§ What to do:
• A. Reproduce word for word the part of the sailing update that opens with the words containing "To be able to" and closes with "wind clocked around.".
• B. In the sailing update, at about what time last night did the wind pick up in earnest?

== Document text ==

This morning the chart plotter was showing an Estimated Time of Arrival (ETA) of times ranging from noon tomorrow until maybe 7:00 in the evening tomorrow.
This is exciting! We're almost there. Except for the small detail of a few hundred miles of see, some winds and some currents of course.
Last night around 10:00 p.m. the wind picked up in earnest and we started close reaching - sailing fast, close to the wind, but not as high upwind as we could go. The prediction is that the Easterly wind we were getting would strengthen slightly but gradually clock to the right, moving from East to Southeast to South South East...and maybe to South.
To be able to sail this (rather than motor into sail-able breeze) we need to reach as far East as possible, past longitude 65 West (roughly as far West as we need to go and a bit), then keep sailing off further South as the wind clocked around.
Now it's lighter than predicted, and already further South. Which means our hope for an early afternoon arrival tomorrow is pretty much toast. ETA's are now showing 9:00 p.m. tomorrow until early a.m. Sunday.

===
== Material provided ==

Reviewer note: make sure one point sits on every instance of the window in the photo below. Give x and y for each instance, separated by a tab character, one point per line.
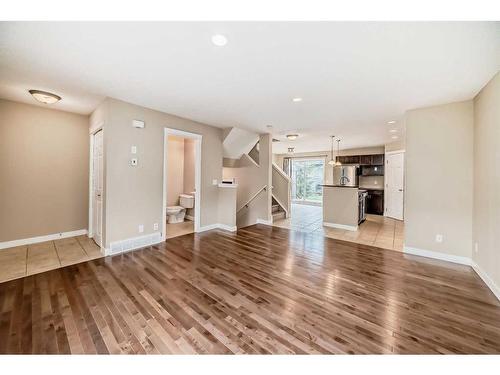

===

§ Solution list:
• A.
To be able to sail this (rather than motor into sail-able breeze) we need to reach as far East as possible, past longitude 65 West (roughly as far West as we need to go and a bit), then keep sailing off further South as the wind clocked around.

• B. Around 10:00 p.m.